EXCERPTED TEXT:
WeWork's market cap is now smaller than its much more straight-laced rival as the market adjusts to reality
  • WeWork cash flow is dwindling, and it plans to shutter more sites as it struggles to bounce back.
  • Its market capitalization now stands lower than Regus, another flexible office space provider.

WeWork had once touted itself as the future of real estate.

Now WeWork faces cash crunch as it struggles with dwindling users and expensive long-term leases, watching as its market cap plunged from $2.3B at the start of December to $1.35 billion at the end of trading on Wednesday.

WeWork's problems stand in sharp contrast to another company that offered flexible workspaces for decades before WeWork entered the market: Regus.

The company now has a market cap of $2 billion at the end of trading on Wednesday, after being forced to wince through articles like "How did WeWork beat Regus?" in 2019.

Under Adam Neumann, WeWork expanded rapidly before investors eventually grew concerned over the growth strategy. After Neumann's ouster, WeWork struggled to right-size its ambitions to reality.

The company had negative cash flow of $4.3 billion from July to September this year, per The Wall Street Journal. WeWork was able to borrow from its biggest investor Softbank to keep afloat, though it has burned through more than $10 billion from the bank to date. WeWork said it would end the year with $300 million cash, less than one-third of what it held at the end of 2021.

SOURCE MATERIAL:
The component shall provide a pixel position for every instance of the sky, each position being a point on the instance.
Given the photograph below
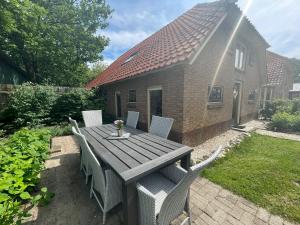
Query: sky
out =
(134, 20)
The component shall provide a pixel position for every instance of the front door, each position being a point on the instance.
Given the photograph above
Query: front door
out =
(154, 103)
(118, 105)
(236, 110)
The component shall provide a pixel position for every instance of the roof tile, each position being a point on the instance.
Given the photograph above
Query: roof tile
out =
(172, 44)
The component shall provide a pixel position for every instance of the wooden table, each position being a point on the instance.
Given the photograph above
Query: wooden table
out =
(133, 158)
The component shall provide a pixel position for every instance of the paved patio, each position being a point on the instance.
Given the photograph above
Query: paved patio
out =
(71, 205)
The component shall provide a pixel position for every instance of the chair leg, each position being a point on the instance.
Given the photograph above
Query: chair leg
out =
(104, 217)
(91, 190)
(86, 178)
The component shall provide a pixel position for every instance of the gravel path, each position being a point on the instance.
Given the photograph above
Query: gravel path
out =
(295, 137)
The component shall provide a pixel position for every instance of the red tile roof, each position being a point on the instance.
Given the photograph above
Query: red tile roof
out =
(173, 44)
(277, 68)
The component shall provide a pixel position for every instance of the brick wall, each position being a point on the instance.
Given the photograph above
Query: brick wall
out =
(185, 88)
(202, 121)
(171, 81)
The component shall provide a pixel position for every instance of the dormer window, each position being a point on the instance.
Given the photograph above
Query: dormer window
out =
(240, 56)
(131, 57)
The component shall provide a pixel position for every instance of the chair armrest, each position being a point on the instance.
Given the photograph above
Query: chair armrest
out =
(174, 173)
(146, 206)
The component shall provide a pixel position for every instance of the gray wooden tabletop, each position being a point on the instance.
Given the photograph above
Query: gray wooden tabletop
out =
(135, 157)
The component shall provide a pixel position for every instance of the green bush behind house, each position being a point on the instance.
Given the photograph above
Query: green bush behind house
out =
(285, 115)
(22, 158)
(32, 105)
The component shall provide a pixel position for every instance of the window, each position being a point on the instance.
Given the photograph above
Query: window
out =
(215, 94)
(132, 96)
(240, 58)
(131, 57)
(252, 95)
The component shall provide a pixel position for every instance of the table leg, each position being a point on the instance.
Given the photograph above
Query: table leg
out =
(185, 164)
(130, 210)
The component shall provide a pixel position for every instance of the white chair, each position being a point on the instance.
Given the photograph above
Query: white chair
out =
(132, 119)
(84, 159)
(92, 118)
(106, 187)
(74, 124)
(163, 196)
(161, 126)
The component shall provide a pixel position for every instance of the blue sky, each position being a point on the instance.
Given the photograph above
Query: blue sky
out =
(134, 20)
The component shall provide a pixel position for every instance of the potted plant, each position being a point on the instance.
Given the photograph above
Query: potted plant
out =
(119, 125)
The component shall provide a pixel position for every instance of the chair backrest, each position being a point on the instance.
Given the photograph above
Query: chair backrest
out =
(92, 118)
(132, 119)
(161, 126)
(74, 124)
(93, 164)
(174, 203)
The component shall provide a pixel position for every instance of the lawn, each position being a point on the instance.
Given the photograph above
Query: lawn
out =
(264, 170)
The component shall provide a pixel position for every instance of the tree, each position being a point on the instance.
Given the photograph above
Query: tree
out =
(296, 69)
(53, 40)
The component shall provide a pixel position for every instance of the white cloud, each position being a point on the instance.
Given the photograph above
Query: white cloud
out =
(278, 22)
(108, 61)
(125, 39)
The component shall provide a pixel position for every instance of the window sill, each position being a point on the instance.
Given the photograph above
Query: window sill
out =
(216, 105)
(239, 70)
(131, 104)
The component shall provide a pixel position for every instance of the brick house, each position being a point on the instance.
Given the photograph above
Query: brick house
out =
(279, 78)
(193, 70)
(295, 93)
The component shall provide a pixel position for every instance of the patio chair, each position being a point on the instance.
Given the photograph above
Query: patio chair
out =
(163, 196)
(106, 187)
(132, 119)
(92, 118)
(74, 124)
(84, 161)
(161, 126)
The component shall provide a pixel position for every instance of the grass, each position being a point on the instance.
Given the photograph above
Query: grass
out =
(264, 170)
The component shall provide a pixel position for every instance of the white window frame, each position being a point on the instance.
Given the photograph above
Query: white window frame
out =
(153, 88)
(129, 95)
(240, 57)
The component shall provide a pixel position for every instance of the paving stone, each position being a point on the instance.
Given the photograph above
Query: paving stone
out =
(237, 212)
(275, 220)
(258, 221)
(247, 218)
(233, 220)
(247, 207)
(263, 214)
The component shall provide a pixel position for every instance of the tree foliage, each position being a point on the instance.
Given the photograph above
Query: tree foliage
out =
(296, 69)
(53, 40)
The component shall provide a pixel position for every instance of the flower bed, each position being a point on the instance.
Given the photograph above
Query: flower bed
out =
(22, 158)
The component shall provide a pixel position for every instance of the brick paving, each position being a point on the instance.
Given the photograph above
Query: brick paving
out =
(210, 204)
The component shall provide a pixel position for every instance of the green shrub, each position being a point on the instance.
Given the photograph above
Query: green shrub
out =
(295, 106)
(296, 123)
(29, 105)
(285, 122)
(72, 103)
(22, 158)
(35, 105)
(282, 121)
(268, 111)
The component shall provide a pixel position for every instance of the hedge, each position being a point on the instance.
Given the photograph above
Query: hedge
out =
(31, 105)
(22, 158)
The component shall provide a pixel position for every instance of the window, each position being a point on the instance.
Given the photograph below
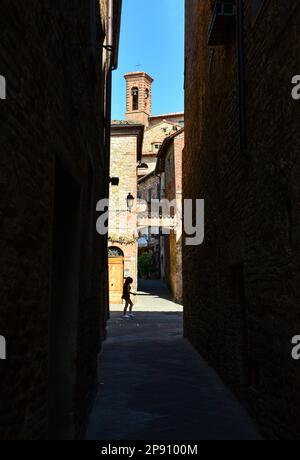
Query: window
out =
(156, 146)
(135, 98)
(256, 7)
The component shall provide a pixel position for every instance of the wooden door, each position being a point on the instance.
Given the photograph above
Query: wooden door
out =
(116, 279)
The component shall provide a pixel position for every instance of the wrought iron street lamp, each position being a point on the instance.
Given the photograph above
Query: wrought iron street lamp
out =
(130, 202)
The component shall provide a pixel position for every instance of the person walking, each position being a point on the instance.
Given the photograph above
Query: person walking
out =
(126, 296)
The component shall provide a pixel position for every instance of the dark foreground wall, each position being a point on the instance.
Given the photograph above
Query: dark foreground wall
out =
(51, 174)
(242, 286)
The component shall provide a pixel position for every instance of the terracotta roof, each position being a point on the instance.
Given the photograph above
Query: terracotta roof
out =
(174, 114)
(163, 148)
(152, 173)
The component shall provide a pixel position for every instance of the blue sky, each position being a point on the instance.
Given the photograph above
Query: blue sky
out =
(152, 40)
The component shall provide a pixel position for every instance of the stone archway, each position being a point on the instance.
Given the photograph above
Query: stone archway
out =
(116, 274)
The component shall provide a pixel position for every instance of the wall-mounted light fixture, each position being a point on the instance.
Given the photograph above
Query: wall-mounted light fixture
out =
(130, 202)
(142, 165)
(114, 181)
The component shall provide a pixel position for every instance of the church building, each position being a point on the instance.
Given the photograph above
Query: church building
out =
(135, 143)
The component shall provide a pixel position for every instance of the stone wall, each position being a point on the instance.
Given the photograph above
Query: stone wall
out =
(241, 287)
(122, 223)
(173, 242)
(51, 175)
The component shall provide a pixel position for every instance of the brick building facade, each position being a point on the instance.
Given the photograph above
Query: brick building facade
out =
(169, 169)
(241, 287)
(135, 144)
(126, 151)
(52, 171)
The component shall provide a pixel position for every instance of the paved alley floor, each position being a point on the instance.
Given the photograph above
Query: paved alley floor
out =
(154, 386)
(152, 296)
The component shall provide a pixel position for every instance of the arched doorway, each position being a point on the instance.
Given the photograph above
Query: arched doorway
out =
(116, 274)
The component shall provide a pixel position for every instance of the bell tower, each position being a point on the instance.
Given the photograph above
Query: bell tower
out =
(138, 97)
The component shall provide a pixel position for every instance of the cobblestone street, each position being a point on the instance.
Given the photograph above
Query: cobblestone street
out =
(153, 385)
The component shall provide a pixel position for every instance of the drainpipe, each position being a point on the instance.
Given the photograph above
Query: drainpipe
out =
(107, 148)
(242, 79)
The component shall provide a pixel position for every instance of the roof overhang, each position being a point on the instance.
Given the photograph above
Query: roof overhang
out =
(121, 130)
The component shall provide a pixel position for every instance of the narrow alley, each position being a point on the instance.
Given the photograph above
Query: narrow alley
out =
(153, 385)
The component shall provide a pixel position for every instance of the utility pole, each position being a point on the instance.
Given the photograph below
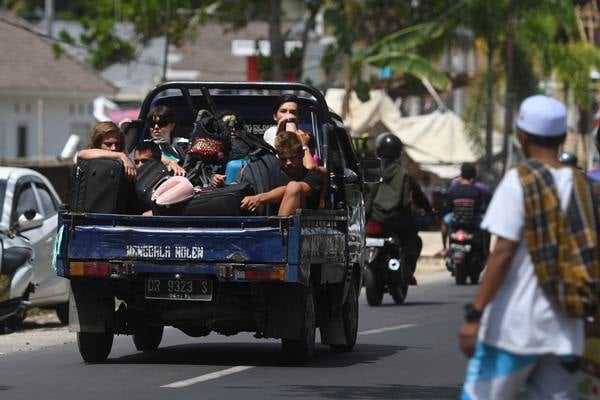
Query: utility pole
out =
(49, 16)
(510, 95)
(166, 52)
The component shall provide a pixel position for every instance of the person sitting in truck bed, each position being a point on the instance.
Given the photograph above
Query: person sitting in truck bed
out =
(107, 141)
(162, 124)
(303, 186)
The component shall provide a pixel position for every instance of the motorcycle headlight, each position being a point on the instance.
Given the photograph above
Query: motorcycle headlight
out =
(394, 264)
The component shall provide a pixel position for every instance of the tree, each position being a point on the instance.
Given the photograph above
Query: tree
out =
(382, 34)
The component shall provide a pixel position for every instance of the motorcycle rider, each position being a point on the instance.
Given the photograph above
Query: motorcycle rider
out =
(396, 196)
(465, 203)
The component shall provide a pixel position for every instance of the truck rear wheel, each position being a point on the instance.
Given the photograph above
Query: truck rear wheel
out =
(303, 349)
(147, 338)
(94, 346)
(350, 320)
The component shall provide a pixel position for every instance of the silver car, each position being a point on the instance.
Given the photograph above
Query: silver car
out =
(26, 189)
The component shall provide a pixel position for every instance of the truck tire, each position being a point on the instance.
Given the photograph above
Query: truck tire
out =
(350, 320)
(94, 346)
(303, 349)
(475, 268)
(147, 338)
(399, 293)
(374, 295)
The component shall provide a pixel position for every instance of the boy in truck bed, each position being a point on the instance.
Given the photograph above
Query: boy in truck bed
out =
(300, 187)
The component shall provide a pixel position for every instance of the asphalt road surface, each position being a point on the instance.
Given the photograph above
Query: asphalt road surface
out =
(403, 352)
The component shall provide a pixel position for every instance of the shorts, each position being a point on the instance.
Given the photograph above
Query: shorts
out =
(493, 373)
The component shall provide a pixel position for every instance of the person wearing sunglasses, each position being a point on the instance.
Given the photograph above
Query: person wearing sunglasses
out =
(107, 141)
(162, 124)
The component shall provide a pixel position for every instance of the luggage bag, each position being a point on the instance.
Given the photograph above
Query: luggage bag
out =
(223, 201)
(149, 177)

AIM OF THE EXERCISE: Copy the part of the WeWork article starting with "Under Adam Neumann, WeWork" and going on through "end of 2021." word for word.

RESULT FOR THIS EXERCISE:
Under Adam Neumann, WeWork expanded rapidly before investors eventually grew concerned over the growth strategy. After Neumann's ouster, WeWork struggled to right-size its ambitions to reality.

The company had negative cash flow of $4.3 billion from July to September this year, per The Wall Street Journal. WeWork was able to borrow from its biggest investor Softbank to keep afloat, though it has burned through more than $10 billion from the bank to date. WeWork said it would end the year with $300 million cash, less than one-third of what it held at the end of 2021.